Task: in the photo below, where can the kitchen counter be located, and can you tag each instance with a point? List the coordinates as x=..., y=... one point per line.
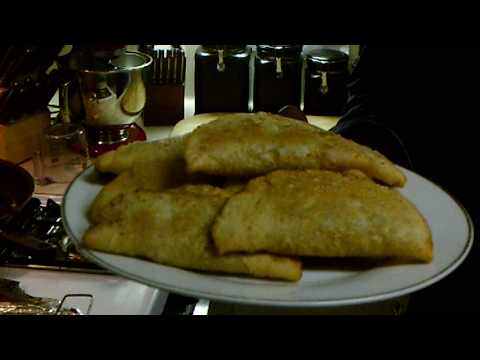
x=133, y=298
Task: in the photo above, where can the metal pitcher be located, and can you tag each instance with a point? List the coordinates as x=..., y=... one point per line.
x=105, y=92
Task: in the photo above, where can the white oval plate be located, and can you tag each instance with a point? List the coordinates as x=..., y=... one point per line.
x=452, y=232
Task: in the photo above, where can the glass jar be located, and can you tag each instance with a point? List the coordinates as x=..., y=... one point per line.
x=326, y=78
x=278, y=77
x=222, y=78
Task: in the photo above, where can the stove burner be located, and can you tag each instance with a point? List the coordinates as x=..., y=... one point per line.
x=35, y=238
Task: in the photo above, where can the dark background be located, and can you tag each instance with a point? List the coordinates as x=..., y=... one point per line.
x=429, y=96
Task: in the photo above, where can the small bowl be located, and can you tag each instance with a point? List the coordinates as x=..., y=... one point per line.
x=17, y=187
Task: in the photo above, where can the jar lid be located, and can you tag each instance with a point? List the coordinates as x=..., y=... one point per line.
x=227, y=48
x=327, y=59
x=279, y=50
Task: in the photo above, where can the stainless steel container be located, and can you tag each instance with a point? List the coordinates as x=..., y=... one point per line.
x=112, y=90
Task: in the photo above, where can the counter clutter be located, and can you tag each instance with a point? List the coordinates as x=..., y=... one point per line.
x=189, y=124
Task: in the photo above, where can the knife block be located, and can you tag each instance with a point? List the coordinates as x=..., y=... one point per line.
x=19, y=141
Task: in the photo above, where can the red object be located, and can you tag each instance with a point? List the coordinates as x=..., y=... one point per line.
x=135, y=133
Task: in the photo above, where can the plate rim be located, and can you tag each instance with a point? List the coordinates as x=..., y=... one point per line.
x=383, y=296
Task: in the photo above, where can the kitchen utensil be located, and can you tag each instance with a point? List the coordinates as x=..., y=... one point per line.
x=113, y=96
x=166, y=89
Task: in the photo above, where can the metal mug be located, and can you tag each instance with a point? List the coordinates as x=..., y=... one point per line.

About this exercise: Please write out only the lines from the one containing "Task: in the photo above, where can the small" to the end of the records above, exactly, both ends included.

Completed exercise:
Task: in the photo above, where can the small bowl be located, and can you tag each instance with a point? List the coordinates as x=..., y=... one point per line.
x=17, y=187
Task: in the photo above, where can the jar lid be located, and can you tag each instance with a point? List the coordinates as x=..., y=... one point per line.
x=227, y=48
x=327, y=59
x=279, y=50
Task: in the photo above, where can the stainless steel container be located, and can you tag each instance with a point? List the coordinates as x=..., y=... one point per line.
x=112, y=90
Task: in the photo above, where can the counter clutter be located, and can you tag each instance with a point? List the coordinates as x=..., y=... one point per line.
x=189, y=124
Task: in the photo above, where can the knife block be located, and can you tag each instance with a point? List the coordinates as x=..., y=... one point per line.
x=19, y=141
Task: in the photo above, where can the red object be located, and can you tag each instance with a point? List the coordinates as x=..., y=... one point per line.
x=135, y=133
Task: in the photo above, where can the plate rim be located, and can you tag each instance with a point? List the coordinates as x=..., y=... one point per line.
x=383, y=296
Task: in the photo above, where can the kitchen utensil be located, and can you tag each instance with a point? List the coordinates as x=..., y=... one point per line.
x=113, y=96
x=166, y=89
Task: in the photo above, where can the metal mug be located, and can you tag each instance with a point? List the coordinates as x=..., y=... one point per line.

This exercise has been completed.